**Data records**
+===+
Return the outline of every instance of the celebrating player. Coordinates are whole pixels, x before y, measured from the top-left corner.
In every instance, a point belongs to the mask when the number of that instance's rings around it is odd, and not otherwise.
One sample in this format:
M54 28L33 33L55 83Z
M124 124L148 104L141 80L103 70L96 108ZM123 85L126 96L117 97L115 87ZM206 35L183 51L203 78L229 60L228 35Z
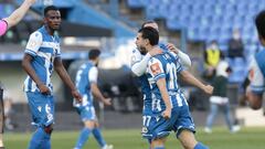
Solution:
+===+
**Task**
Quote the material above word for word, leaving out the picture.

**Right answer**
Return the outline of every instance of the celebrating player. Coordinates are whole pixels, x before y, measured from the top-left corner.
In every instance, a point belongs to the mask when the number of that instance's rings around it is odd, and not otherwise.
One sample in this format:
M54 28L33 33L55 83Z
M124 124L148 104L141 80L103 70L96 108ZM123 85L126 96L117 97L115 87ZM206 35L183 51L203 78L229 60L228 35Z
Solution:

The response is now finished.